*Source*
______________________________
Morgan Hedge | Hedge Fund Database

Electronic Hedge Fund Databases on the Internet

Rules and Regulations / Lamp Compliance

As hedge funds and investment advisers look to expand their operations onto the information highway, they must do so within the confines of securities statutes enacted over fifty years ago. To aid them and others in their travels, the U.S. Securities and Exchange Commission issued a series of interpretive releases and no-action letters. These pronouncements do not change the U.S. securities statutes, but shed light on how they apply to today's technological advances.

Electronic advertisements regarding an investment adviser's services are subject to the same concerns and prohibitions as advertisements on paper. The Advisers Act requires an investment adviser to keep records of materials that it makes available to 10 or more persons. The 1996 release clarified that the record-keeping requirements also apply to materials that the adviser makes available electronically.
______________________________
*Challenge*
In the passage on electronic hedge fund databases, what does the Advisers Act require an investment adviser to keep records of?

*Dataset rows on where objects appear*
______________________________
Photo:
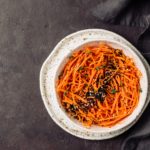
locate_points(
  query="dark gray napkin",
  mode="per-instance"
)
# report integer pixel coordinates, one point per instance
(137, 14)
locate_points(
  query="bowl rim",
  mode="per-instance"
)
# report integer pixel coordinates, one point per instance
(127, 44)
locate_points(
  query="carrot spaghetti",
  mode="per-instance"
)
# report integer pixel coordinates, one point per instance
(99, 85)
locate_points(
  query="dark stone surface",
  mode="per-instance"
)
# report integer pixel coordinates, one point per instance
(29, 29)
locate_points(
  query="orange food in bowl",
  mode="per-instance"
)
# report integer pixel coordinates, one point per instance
(99, 85)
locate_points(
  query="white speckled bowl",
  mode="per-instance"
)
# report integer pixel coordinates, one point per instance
(56, 60)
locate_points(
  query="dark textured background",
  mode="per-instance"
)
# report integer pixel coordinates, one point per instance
(29, 29)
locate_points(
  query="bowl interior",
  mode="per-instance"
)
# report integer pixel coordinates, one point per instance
(143, 82)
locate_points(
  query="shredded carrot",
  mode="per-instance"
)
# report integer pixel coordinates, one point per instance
(99, 85)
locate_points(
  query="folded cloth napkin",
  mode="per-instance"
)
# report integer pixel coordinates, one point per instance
(136, 14)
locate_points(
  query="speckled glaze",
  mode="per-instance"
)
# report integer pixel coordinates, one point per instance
(53, 65)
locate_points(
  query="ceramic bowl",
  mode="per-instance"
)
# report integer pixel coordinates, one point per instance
(54, 64)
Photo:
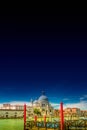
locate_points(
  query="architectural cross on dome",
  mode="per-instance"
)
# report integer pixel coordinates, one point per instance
(43, 92)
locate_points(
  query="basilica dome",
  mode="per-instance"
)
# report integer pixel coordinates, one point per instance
(43, 97)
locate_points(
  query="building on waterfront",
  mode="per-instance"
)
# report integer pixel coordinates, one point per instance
(42, 104)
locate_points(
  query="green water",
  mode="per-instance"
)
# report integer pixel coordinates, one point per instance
(11, 124)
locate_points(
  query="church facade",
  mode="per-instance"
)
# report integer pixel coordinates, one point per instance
(42, 105)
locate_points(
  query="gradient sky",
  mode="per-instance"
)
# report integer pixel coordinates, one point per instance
(43, 52)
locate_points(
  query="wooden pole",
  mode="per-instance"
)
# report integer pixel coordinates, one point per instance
(61, 116)
(35, 119)
(24, 115)
(45, 120)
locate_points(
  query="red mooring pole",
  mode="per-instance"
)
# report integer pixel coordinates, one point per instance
(61, 116)
(35, 119)
(24, 115)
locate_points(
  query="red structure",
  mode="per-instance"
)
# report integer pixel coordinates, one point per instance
(35, 119)
(24, 115)
(61, 116)
(45, 120)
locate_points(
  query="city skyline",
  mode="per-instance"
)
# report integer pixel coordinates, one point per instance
(43, 52)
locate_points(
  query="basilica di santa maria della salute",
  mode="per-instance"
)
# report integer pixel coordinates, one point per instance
(41, 107)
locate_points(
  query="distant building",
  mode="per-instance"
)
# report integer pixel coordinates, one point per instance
(17, 111)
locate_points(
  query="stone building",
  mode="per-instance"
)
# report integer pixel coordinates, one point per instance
(17, 111)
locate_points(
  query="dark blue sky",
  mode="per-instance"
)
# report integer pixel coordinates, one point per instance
(43, 52)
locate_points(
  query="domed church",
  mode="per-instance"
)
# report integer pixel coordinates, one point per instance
(42, 103)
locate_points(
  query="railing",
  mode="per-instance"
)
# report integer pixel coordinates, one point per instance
(68, 125)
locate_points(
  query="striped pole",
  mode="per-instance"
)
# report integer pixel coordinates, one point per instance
(61, 116)
(24, 115)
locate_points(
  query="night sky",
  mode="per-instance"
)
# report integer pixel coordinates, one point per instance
(43, 52)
______________________________
*Solution to the problem*
Materials that it makes available to 10 or more persons.